• _ASSIGNED TASK_: Word for word, write the lines below out again, with no pictures.

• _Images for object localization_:
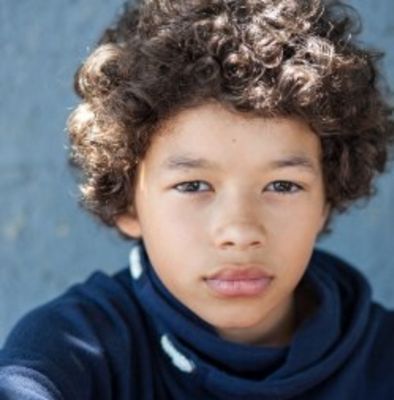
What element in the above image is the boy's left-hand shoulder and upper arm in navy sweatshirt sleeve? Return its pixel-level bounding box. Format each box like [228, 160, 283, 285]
[0, 269, 148, 399]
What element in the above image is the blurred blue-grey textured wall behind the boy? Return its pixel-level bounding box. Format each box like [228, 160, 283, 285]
[0, 0, 394, 345]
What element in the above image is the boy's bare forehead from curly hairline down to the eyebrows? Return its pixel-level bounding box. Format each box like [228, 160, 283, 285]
[146, 103, 320, 169]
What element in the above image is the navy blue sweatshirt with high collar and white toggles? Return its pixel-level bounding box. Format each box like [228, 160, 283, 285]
[0, 242, 394, 400]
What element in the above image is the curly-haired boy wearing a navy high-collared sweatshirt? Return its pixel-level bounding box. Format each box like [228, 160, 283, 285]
[0, 0, 394, 400]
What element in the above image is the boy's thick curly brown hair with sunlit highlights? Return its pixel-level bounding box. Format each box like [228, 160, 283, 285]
[68, 0, 394, 233]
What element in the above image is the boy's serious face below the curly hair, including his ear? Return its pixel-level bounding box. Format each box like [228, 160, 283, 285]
[117, 103, 328, 344]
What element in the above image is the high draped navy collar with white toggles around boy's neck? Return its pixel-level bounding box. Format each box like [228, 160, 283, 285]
[130, 241, 370, 399]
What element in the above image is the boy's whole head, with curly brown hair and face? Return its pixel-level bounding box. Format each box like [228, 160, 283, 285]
[69, 0, 394, 342]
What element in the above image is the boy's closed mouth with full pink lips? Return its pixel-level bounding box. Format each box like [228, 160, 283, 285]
[204, 266, 274, 297]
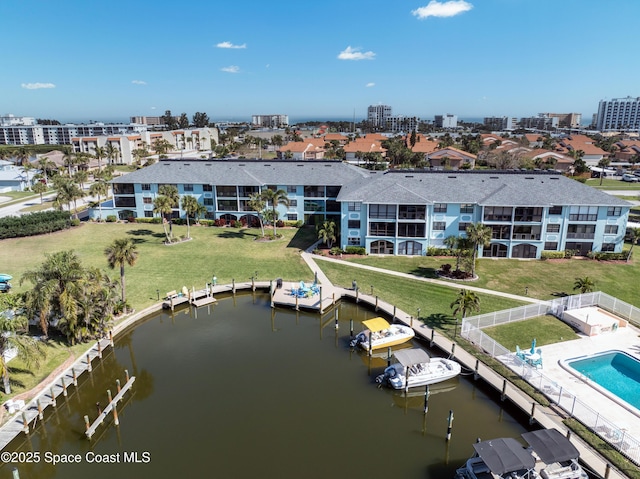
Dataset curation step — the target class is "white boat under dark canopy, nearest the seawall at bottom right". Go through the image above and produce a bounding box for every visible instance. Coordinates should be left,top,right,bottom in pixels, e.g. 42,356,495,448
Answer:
522,429,589,479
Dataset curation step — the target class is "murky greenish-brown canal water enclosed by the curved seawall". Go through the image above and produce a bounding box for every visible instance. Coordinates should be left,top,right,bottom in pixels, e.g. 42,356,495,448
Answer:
0,293,525,479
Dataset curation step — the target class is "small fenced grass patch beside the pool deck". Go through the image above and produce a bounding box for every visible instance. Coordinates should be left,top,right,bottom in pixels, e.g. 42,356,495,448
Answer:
482,315,579,351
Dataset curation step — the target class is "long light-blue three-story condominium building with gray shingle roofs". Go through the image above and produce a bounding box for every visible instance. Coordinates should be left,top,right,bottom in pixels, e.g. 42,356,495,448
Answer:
103,160,631,258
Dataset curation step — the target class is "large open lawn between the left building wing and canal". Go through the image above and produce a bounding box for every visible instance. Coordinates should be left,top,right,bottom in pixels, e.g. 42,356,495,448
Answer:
0,223,315,309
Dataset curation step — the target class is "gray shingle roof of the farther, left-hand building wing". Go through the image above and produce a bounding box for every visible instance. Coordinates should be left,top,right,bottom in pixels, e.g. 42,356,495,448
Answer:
113,160,369,186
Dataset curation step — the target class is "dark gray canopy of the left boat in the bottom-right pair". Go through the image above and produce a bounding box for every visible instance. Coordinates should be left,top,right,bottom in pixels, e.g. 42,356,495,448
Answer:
473,437,536,475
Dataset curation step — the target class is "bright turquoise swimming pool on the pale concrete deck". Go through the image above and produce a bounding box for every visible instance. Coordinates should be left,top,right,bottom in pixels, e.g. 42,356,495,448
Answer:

• _RESPONSE_:
What element in the above image is the boy's left-hand shoulder and upper arm in navy sweatshirt sleeve? Return its pixel-level bounding box. Format each box like [228, 160, 283, 285]
[0, 269, 148, 399]
What element in the above image is the blurred blue-grey textured wall behind the boy? Return its pixel-level bounding box. Format each box like [228, 160, 283, 285]
[0, 0, 394, 345]
What element in the above image is the boy's bare forehead from curly hairline down to the eyebrows? Return its pixel-level bounding box. Format each box like [228, 160, 283, 285]
[146, 103, 320, 169]
What element in the above image is the navy blue sweatshirt with high collar and white toggles? Return its pixel-level bounding box. Format each box like [228, 160, 283, 285]
[0, 242, 394, 400]
What element in the above image is the curly-haired boy wearing a navy high-collared sweatshirt? Return its pixel-level bounding box. Format each box like [228, 160, 283, 285]
[0, 0, 394, 400]
What element in the above image is the boy's thick curly brown hair with sunlit highlights? Return its pixel-level bounding box. Format each box like [228, 160, 283, 285]
[68, 0, 394, 233]
What element in the above image is the boy's serious face below the curly hair, including his ear? Return its pixel-level bounding box. Format each box like [228, 160, 283, 285]
[117, 103, 328, 344]
What element in the above image is the high draped navy collar with white toggles around boy's neck? Return its pixel-level bounding box. Format each box like [228, 160, 283, 285]
[130, 241, 370, 399]
What element in the above image is the boy's whole head, with curly brown hair and face? Return its pixel-level bounding box. Format each box like [228, 160, 283, 285]
[69, 0, 394, 342]
What element in the above image is the boy's closed mouth with full pink lips? Return its pixel-level bounding box. Format each box like [228, 160, 283, 285]
[204, 266, 274, 297]
Dataset curation step — the target class is "white boat under dark canopy, nearest the seawall at bottom right". Go through the image above and produce a bounding box for every visible instance. Coordinates should be left,top,right,bottom in pixels, e.g. 42,356,495,448
Answer:
522,429,589,479
Dataset curation step — the target class is "murky greenish-brown canal water enclosed by the curved seawall". Go through the image above and produce a bounding box for every visible instance. Coordinates should be left,top,right,bottom in pixels, e.g. 42,356,495,448
Answer:
0,293,525,479
Dataset curation step — the target class is "small fenced grass patch beside the pool deck". Go through the image above and produce a bounding box for every visible instance. Coordinates should be left,top,right,bottom in pixels, e.g. 42,356,495,448
Answer:
482,315,579,351
Dataset curation step — the target class is "long light-blue three-story condominium building with gray shingle roofs". Go through the image above and produce a bounding box for every visible instance. Coordinates should be left,top,right,bottom in pixels, e.g. 42,356,495,448
Answer:
103,160,631,258
Dataset curation step — the target class is "large open lawn between the left building wing and canal". Go through the image above and produce a bounding box for every visible instance. Coordinates should be left,top,right,bottom in pixels, e.g. 42,356,495,448
Answer:
0,223,315,309
Dataset curation step — the target class is "gray shingle roof of the farther, left-hand building wing". Go through the image above and produce a bounding box for every visible instance. Coordinates should be left,top,right,bottom in pixels, e.g. 42,356,495,448
Answer:
113,160,369,186
Dataset curation step — the target class is "dark gray canopy of the left boat in the bottom-right pair". Go through the image above and produce a bounding box for every visible instance. Coordinates should be left,top,right,bottom in pixels, e.g. 42,356,495,448
Answer:
473,437,536,475
Dataset curation step — the target class is "bright turquoise swimming pool on the pale concrete deck". Go through the image above and produce a bounding box for every visible instance. Coordinates should be left,top,right,bottom in pixels, e.g. 42,356,495,448
Answer:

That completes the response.